━━━ Textauszug

Inge, Bärbel und der kleine Jakob haben sich weiterentwickelt - die fleißige Inge hat nach dem Tod ihrer aller Mutter Katharina die Rolle der Hausfrau und auch der Mutter für Jakob übernommen, Bärbel und auch Jakob haben Ärger in der Schule, aber sie sind ja nicht alleine....

Johannes ist nun Gewerkschafter und seit einigen Jahren mit Hanna, der Freundin seiner verstorbenen Liebe Katharina verlobt. Das ist der Ausgangspunkt, doch es kommt so einiges auf die werten Leser zu! Ich kann nun wirklich sagen, dass ich angekommen bin in der Geschichte und mich wirklich zu Hause fühle. Nicht mehr dieses überhastete "Alles-mitnehmen-wollen" wie im "Traum vom Glück". Hier wird das Leben im Ruhrgebiet mit seinen Nöten - das Zechensterben nimmt seinen Anfang und die Zukunft der Bergleute sieht düster aus - und Freuden geschildert. Denn die gibt es durchaus im Leben der Protagonisten. Mich fasziniert besonders die Authentizität und Wärme, mit der Autorin Eva Völler das Schicksal ihrer Figuren schildert.

━━━━━━
━━━ Quelldaten

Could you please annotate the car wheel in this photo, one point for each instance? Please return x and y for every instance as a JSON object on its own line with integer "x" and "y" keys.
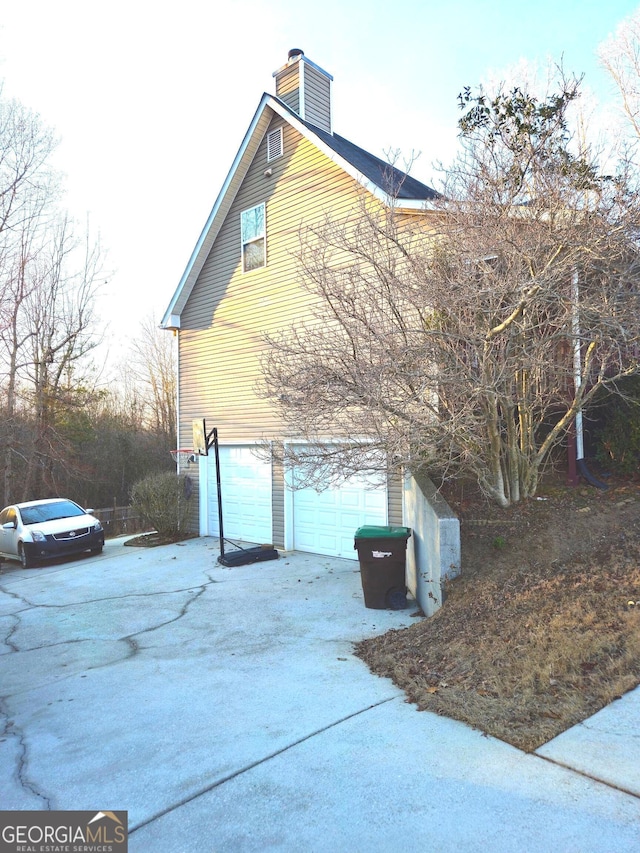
{"x": 26, "y": 561}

━━━━━━

Aufgabenstellung →
A) Übersetzen Sie den Satz „Mich fasziniert besonders die Authentizität und Wärme, mit der Autorin Eva Völler das Schicksal ihrer Figuren schildert.“ aus der Buchbesprechung ins Englische.
B) Übernehmen Sie aus der Buchbesprechung wortgetreu alles von „Johannes ist nun“ bis hinunter zu „ihrer Figuren schildert.“.
C) Schreiben Sie die Buchbesprechung zum Ruhrgebietsroman im Anschluss an ihren letzten Satz weiter.
Die Zeilen spielen hierfür keine Rolle.

Ergebnisse je Aufgabe →
A) What fascinates me most is the authenticity and warmth with which the author Eva Völler portrays the fate of her characters.

B)
Johannes ist nun Gewerkschafter und seit einigen Jahren mit Hanna, der Freundin seiner verstorbenen Liebe Katharina verlobt. Das ist der Ausgangspunkt, doch es kommt so einiges auf die werten Leser zu! Ich kann nun wirklich sagen, dass ich angekommen bin in der Geschichte und mich wirklich zu Hause fühle. Nicht mehr dieses überhastete "Alles-mitnehmen-wollen" wie im "Traum vom Glück". Hier wird das Leben im Ruhrgebiet mit seinen Nöten - das Zechensterben nimmt seinen Anfang und die Zukunft der Bergleute sieht düster aus - und Freuden geschildert. Denn die gibt es durchaus im Leben der Protagonisten. Mich fasziniert besonders die Authentizität und Wärme, mit der Autorin Eva Völler das Schicksal ihrer Figuren schildert.

C)
Das Einzige, was mich ein bisschen gestört hat: mussten wirklich so viele Protagonisten ihr Leben lassen? Wäre es anders nicht möglich gewesen, eine spannende und stimmige Handlung zu entwickeln.? Ich weiß zwar, dass die Sterberaten so kurz nach dem Zweiten Weltkrieg noch wesentlich höher waren als sie heutzutage sind, aber hier hörte es ja gar nicht mehr auf und dominierte die Handlung irgendwann aus meiner Sicht zu stark.

Ansonsten stimmt hier aus meiner Sicht alles und ich habe den Roman mit großem Interesse und noch größerer Lesefreude genossen und konnte ihn gar nicht aus der Hand legen. Die Strafe folgte auf dem Fuß: der Roman war viel zu schnell zu Ende und nun hoffe ich auf einen dritten Teil, in dem das Familienleben von Inge und Johannes und die Zukunft von Bärbel und dem Bruder geschildert werden!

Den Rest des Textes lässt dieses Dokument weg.